▸ **EXERCISE DIRECTIONS**: Write out every record below exactly as it appears.

(Stored records)
** START **
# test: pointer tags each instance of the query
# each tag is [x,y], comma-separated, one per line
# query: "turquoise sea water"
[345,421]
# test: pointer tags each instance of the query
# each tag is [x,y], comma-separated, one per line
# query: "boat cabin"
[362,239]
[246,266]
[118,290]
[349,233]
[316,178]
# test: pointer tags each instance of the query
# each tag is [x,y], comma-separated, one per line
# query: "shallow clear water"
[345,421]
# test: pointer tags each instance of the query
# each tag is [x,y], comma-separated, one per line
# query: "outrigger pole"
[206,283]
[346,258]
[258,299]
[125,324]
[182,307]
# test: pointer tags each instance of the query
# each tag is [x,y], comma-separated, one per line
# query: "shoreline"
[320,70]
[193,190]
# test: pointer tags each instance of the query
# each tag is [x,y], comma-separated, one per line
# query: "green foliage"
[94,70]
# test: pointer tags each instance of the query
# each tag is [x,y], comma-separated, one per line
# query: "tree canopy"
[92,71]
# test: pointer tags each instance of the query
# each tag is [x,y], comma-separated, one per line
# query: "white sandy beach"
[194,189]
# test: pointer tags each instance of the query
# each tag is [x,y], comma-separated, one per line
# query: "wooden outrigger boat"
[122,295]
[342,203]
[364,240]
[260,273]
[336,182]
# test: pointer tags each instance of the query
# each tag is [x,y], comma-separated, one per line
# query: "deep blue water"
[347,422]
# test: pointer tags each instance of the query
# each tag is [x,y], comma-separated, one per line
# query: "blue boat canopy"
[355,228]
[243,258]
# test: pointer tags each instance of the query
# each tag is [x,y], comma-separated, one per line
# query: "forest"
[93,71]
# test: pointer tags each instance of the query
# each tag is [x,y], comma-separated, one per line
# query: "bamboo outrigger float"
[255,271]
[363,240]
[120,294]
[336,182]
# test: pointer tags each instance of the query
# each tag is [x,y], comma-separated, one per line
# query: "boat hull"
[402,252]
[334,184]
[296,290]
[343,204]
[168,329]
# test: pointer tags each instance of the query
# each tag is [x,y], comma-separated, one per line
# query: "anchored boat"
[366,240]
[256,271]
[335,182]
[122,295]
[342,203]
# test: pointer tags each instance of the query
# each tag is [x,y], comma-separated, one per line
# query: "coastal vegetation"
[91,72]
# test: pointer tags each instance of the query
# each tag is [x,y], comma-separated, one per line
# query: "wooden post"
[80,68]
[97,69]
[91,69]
** END **
▸ **EXPECTED ANSWER**:
# test: pointer tags each instance of the query
# each tag is [x,y], comma-separated, one per line
# query: "turquoise sea water"
[345,421]
# test: pointer tags each instance of the query
# each tag is [x,y], comma-separated, one per line
# query: "boat cabin"
[362,239]
[246,266]
[118,290]
[349,233]
[316,178]
# test: pointer tags each instance of the query
# each tag is [x,y], comma-separated, one per line
# query: "shallow clear water"
[345,421]
# test: pointer tags each instance of the query
# each tag is [x,y], comma-separated, one per line
# query: "outrigger pole"
[206,283]
[346,258]
[258,299]
[125,324]
[182,307]
# test: pointer tags each instance of the query
# each tag is [x,y], comma-separated, one per line
# query: "shoreline"
[320,70]
[193,190]
# test: pointer tags each instance of the query
# each tag is [x,y], comma-separated, one per line
# query: "green foliage"
[94,70]
# test: pointer tags each instance of the query
# each tag is [x,y], comma-separated, one per line
# query: "tree canopy"
[92,71]
# test: pointer tags each instance of the query
# each tag is [x,y], comma-separated, one per line
# query: "white sandy beach"
[194,189]
# test: pointer tags each instance of the query
# each tag is [x,y], comma-separated, one per line
# query: "wooden outrigger boat"
[122,295]
[342,203]
[364,240]
[260,273]
[336,182]
# test: pointer tags each instance of the query
# each tag is [x,y], comma-separated, one per line
# query: "deep blue water"
[347,422]
# test: pointer tags each instance of the query
# each tag is [x,y], comma-separated, one per line
# query: "blue boat canopy"
[355,228]
[243,258]
# test: pointer tags each instance of the query
# each tag is [x,y], comma-separated, one per line
# query: "forest"
[93,71]
# test: pointer tags each instance of the query
# each tag is [x,y], comma-separated, one per line
# query: "bamboo outrigger float"
[255,271]
[363,240]
[120,294]
[336,182]
# test: pointer tags each instance of the query
# each tag is [x,y], comma-separated, one per line
# query: "boat hull"
[402,252]
[334,184]
[296,290]
[343,204]
[168,329]
# test: pointer tags each instance of the query
# each tag is [x,y], comma-separated, one per line
# query: "anchored boat"
[366,240]
[256,271]
[335,182]
[122,295]
[342,203]
# test: pointer tags each instance of the query
# each tag is [x,y], comma-separated, one per line
# query: "coastal vegetation"
[91,72]
# test: pointer tags each instance of the query
# each tag is [x,y], comma-separated, one per line
# query: "wooden post"
[80,68]
[97,69]
[91,69]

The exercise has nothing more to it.